- [What the task asks]
Copy out, exactly and with nothing else, the stretch of lines that starts at the line containing "jacket in the image above." and finishes at the end of the data.

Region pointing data
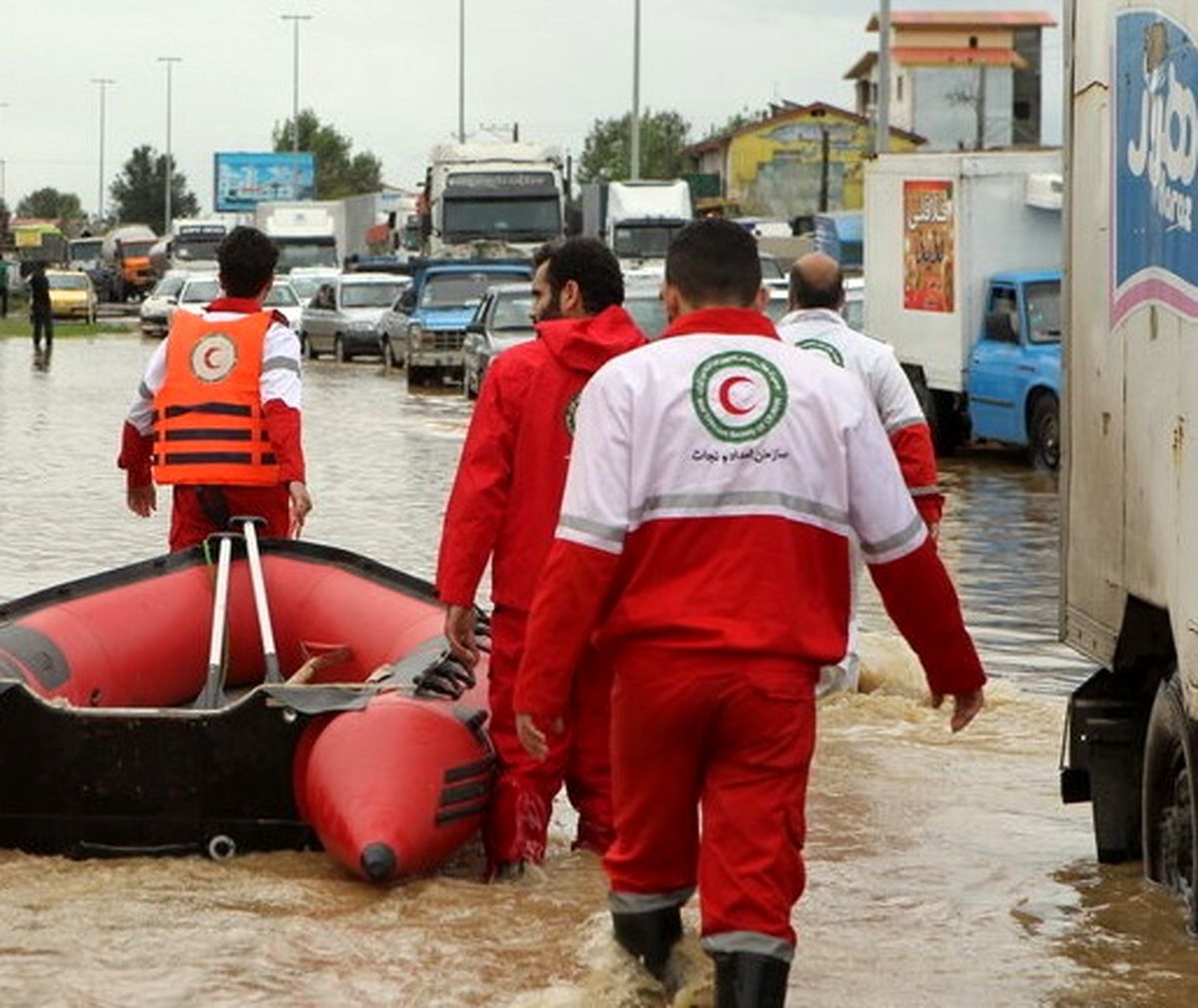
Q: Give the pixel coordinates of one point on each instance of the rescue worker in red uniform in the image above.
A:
(717, 480)
(503, 506)
(217, 414)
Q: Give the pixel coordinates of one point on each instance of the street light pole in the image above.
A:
(169, 61)
(103, 82)
(635, 125)
(295, 76)
(461, 71)
(882, 113)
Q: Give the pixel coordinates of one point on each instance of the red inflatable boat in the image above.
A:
(375, 748)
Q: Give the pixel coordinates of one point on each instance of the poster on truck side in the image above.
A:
(928, 251)
(244, 180)
(1154, 255)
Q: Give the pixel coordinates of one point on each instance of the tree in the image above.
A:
(338, 173)
(139, 193)
(51, 205)
(608, 152)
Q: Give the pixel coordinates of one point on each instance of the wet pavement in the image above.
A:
(943, 871)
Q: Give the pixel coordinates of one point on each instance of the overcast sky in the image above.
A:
(384, 72)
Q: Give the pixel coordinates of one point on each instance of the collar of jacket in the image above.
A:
(723, 321)
(241, 305)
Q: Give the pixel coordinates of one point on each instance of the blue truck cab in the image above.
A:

- [Response area]
Q: Give the pixel coordinates of one point on each instance of the collar of jacket in the image above.
A:
(723, 321)
(241, 305)
Q: Give the pixel coordinates of one point on each instance of the blue truck cab in the image above.
A:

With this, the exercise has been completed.